# Union Pacific #806 Greyhound



## john65002 (Dec 30, 2012)

Today I picked up the Bachmann Overland Limited set. At first glance, the package was torn on the corners. I brought it home and let me tell you, I was not expecting something this size. I guess the size is for holding both a 4-8-4 and 9 rolling stock. Once opened, I removed the track and controller. First, the rolling stock is almost in mint condition.(I bought this used) second, the locomotive has much more detail then what I though. I am not going to change the shell on this, I like it to much. The grey, yellow, and silver just look so good together. This is one of my more favorite greyhound locomotives. The tender has two 3 wheel trucks under it. The draw bar from the locomotive has two holes in it, allowing for tighter turns. The only bad thing about this is that the locomotive does not pick up the current very good. I'm going to clean it up a little, but this will most likely go into a display case.

§ STORED DATA
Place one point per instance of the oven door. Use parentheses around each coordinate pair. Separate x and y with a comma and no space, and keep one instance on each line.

§ WRITTEN TASK
In the Union Pacific #806 post, what do the two holes in the locomotive's draw bar allow?

§ RESPONSE TO THIS TASK
Tighter turns.